§ **WHAT THE TASK REQUIRES**
Provide nothing except how many lines of the data contain the word "hand".

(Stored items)
====================

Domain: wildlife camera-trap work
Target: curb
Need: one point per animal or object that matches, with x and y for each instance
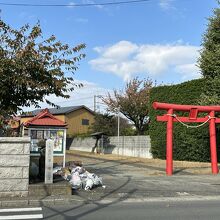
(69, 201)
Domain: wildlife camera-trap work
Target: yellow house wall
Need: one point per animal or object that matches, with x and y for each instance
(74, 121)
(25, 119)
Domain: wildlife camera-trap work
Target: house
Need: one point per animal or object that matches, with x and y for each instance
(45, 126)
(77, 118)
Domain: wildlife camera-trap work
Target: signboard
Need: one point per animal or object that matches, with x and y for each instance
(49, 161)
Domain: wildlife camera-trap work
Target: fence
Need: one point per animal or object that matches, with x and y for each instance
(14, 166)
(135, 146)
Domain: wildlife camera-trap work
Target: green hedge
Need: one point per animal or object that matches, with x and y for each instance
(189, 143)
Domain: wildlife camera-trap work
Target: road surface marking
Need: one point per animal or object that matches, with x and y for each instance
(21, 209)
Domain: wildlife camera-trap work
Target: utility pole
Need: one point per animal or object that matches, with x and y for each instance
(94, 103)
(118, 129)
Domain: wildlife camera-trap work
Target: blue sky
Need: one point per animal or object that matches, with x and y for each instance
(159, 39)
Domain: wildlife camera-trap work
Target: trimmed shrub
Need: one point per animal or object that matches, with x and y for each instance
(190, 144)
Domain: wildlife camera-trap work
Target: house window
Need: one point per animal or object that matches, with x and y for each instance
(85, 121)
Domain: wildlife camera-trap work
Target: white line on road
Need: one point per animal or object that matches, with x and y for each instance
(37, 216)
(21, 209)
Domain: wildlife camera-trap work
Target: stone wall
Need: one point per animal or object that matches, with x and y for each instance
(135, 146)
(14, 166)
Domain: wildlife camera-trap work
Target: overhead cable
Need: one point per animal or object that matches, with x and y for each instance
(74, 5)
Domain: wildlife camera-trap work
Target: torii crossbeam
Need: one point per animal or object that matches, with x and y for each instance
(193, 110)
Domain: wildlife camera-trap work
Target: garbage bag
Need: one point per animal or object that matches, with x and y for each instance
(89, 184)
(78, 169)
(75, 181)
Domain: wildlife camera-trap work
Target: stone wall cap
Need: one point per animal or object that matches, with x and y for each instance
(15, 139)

====================

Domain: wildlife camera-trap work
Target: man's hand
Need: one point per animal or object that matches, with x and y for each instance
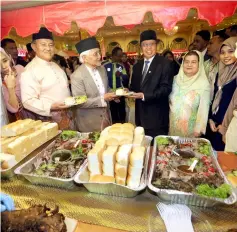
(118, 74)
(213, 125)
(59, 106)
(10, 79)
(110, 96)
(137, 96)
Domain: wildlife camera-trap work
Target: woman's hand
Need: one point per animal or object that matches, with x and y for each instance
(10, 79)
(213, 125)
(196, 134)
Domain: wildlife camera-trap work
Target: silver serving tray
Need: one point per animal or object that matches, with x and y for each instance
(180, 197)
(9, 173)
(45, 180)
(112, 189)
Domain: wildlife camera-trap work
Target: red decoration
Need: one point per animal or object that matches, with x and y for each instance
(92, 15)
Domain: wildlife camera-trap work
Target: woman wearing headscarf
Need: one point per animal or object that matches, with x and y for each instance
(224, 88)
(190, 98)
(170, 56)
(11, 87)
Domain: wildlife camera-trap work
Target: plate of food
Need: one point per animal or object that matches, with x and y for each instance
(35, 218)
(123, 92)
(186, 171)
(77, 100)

====================

§ **ANSWER TO THIS PROBLEM**
2